#### Tasks for this exercise
[A] From the passage on Bermuda and SPACs, reproduce the stretch from "The Year of" through "experienced management teams.".
[B] Summarize the passage on Bermuda and SPACs in two sentences.

#### Document excerpt
IPOs of Special Purpose Acquisition Companies (SPACs) have boomed in 2020 and Bermuda is ideally placed to provide an offshore domicile for these acquisition vehicles.
For decades Bermuda has been the preferred jurisdiction for many offshore companies listed on the NYSE, NASDAQ, Hong Kong Stock Exchange, Toronto Stock Exchange, and London Stock Exchange. Currently, around 70 Bermuda companies maintain listings on the NYSE or NASDAQ, including companies such as Arch Capital Group Ltd (insurance), Marvell Technology Group Ltd (IT), Nabors Industries Ltd. (oil & gas), Credicorp Ltd. (financial services), and many others across a wide range of industries such as shipping, media, pharmaceuticals, communications, aircraft leasing and biotechnology. In 2019, US$19.5 billion in capital was raised by Bermuda companies listed on the NYSE and NASDAQ, up from US$13.2 billion in 2018. In total, more than 700 Bermuda companies are listed on various stock exchanges around the world.
The Year of the SPAC
SPACs, or "blank-check companies", have been in existence for the better part of thirty years, but have risen to prominence over the last couple of years as a vehicle to access public markets, due to market desire for new-growth companies in combination with a high level of liquidity. In addition, the market disruption caused by the impact of COVID-19 in 2020 has created an appetite for acquisition vehicles with large amounts of ready capital and experienced management teams.

#### Supplied material
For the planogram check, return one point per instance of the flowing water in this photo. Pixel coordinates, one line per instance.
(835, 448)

---

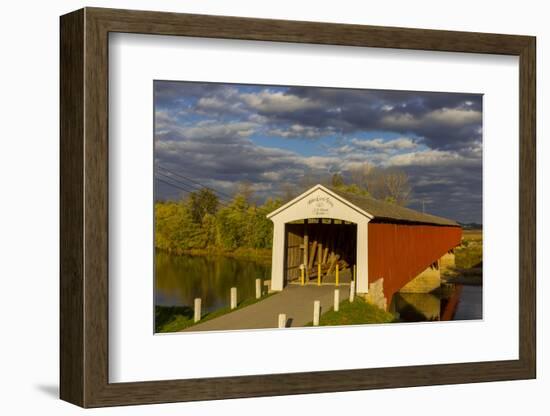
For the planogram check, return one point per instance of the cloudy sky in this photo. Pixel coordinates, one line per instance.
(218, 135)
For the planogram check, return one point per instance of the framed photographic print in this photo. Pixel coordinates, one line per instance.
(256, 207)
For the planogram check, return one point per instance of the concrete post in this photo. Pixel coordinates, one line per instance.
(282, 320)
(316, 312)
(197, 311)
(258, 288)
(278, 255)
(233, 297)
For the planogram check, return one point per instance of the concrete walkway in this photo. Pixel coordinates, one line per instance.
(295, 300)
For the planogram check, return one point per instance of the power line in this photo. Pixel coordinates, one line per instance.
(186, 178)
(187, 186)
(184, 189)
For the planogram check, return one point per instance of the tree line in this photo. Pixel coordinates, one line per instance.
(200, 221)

---

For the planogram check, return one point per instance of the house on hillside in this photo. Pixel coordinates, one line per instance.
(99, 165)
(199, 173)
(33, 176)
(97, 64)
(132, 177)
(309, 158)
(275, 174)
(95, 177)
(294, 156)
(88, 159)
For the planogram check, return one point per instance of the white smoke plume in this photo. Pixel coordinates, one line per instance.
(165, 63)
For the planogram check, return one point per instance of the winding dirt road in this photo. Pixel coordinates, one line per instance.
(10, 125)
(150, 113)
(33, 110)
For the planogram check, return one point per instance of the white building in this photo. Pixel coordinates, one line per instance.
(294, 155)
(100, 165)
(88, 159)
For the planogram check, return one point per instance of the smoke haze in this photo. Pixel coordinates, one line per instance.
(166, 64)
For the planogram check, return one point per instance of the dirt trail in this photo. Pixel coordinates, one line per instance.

#### Responses in order
[A]
The Year of the SPAC
SPACs, or "blank-check companies", have been in existence for the better part of thirty years, but have risen to prominence over the last couple of years as a vehicle to access public markets, due to market desire for new-growth companies in combination with a high level of liquidity. In addition, the market disruption caused by the impact of COVID-19 in 2020 has created an appetite for acquisition vehicles with large amounts of ready capital and experienced management teams.

[B] SPAC IPOs boomed in 2020, and Bermuda is well placed to domicile these vehicles, having long been a preferred jurisdiction for offshore companies listed on major exchanges, with around 70 on the NYSE or NASDAQ and more than 700 listed worldwide. SPACs have existed for nearly thirty years but have recently gained prominence because of market desire for new-growth companies and high liquidity, while the disruption caused by COVID-19 in 2020 created an appetite for acquisition vehicles with ready capital and experienced management teams.